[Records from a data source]
::::::::::

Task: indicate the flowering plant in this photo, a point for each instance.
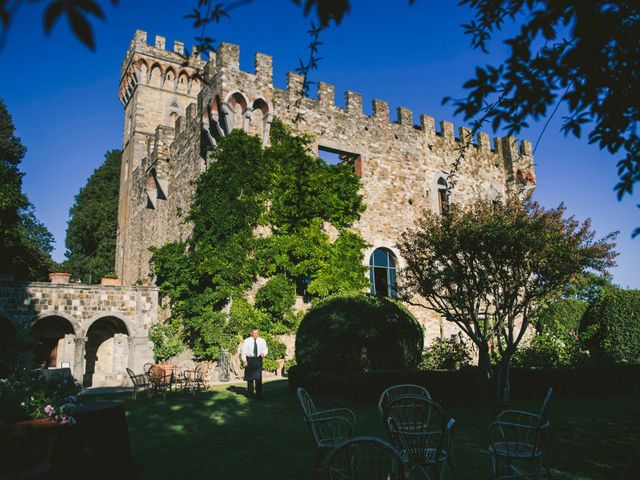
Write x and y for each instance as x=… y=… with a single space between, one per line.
x=64 y=414
x=26 y=393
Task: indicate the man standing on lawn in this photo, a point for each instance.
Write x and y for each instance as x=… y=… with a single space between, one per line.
x=253 y=351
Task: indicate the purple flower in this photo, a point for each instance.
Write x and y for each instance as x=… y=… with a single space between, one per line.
x=67 y=420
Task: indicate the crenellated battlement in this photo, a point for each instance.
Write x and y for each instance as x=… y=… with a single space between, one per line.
x=177 y=107
x=224 y=67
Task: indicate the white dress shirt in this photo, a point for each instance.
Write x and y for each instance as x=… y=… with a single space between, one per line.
x=247 y=348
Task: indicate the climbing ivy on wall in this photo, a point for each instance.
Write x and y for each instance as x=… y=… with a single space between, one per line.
x=276 y=212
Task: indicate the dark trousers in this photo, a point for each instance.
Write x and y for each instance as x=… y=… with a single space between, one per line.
x=258 y=387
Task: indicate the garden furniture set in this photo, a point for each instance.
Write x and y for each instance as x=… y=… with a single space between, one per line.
x=419 y=442
x=158 y=379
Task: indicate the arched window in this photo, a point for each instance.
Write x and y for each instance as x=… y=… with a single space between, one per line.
x=443 y=201
x=382 y=273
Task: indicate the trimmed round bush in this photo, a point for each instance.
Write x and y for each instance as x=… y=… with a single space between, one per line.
x=610 y=327
x=358 y=332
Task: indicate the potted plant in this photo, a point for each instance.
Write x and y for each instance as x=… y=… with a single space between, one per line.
x=111 y=280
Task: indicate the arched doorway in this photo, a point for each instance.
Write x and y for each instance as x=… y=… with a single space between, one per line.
x=49 y=333
x=382 y=272
x=106 y=352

::::::::::

- **STATED TASK**
All of the material above is to be copied exactly, except for its images.

- **EXERCISE OUTPUT**
Task: indicate the flowering plant in this photo, a point for each instance.
Write x and y for each instance as x=… y=… with a single space between, one per line.
x=64 y=414
x=26 y=393
Task: indicate the man standing on lawn in this photo, a point for each instance.
Write x and y for each instance as x=… y=… with a single space between, one per line.
x=253 y=351
Task: indicate the purple flower in this photo, a point for each instance.
Write x and y for each instance as x=… y=… with a single space between, one per line.
x=67 y=420
Task: indicate the crenellated battlement in this photo, a point for each instance.
Write x and y for each instance as x=… y=… with a single space between, one per line.
x=177 y=107
x=224 y=67
Task: indicate the white dress shirt in this photo, a point for each instance.
Write x and y for each instance as x=… y=… with a single space between, one per line.
x=247 y=348
Task: indicate the climbing ivy on wall in this photo, a point for each instance.
Write x and y for each instance as x=… y=… with a single space between, one per line.
x=276 y=212
Task: indicate the dark trousers in this photo, a point for each instance.
Write x and y for each instance as x=… y=… with a single space between, one per line.
x=258 y=387
Task: indicate the garden furniture set in this photo, a point for each instance.
Write x and y for each instance as x=… y=… with a single space between, one per line.
x=419 y=442
x=158 y=379
Task: indicate the arched window in this photo, a point for each instance.
Write x and y for each instance as x=… y=… with a single space between, one per line.
x=443 y=201
x=382 y=273
Task: indicate the trimmed round bush in this photo, a point for each instance.
Write x and y for each instance as x=… y=… with a single space between, one per line.
x=610 y=327
x=358 y=332
Task: indicate the potted plant in this photo, a point for each instance.
Write x and y for each instance as x=… y=… with a single space between, one per line.
x=111 y=280
Task: indicate the arched doorway in this photo, a point for each instance.
Write x and y for each instance as x=… y=… with a single space between, one per line.
x=49 y=333
x=382 y=272
x=106 y=352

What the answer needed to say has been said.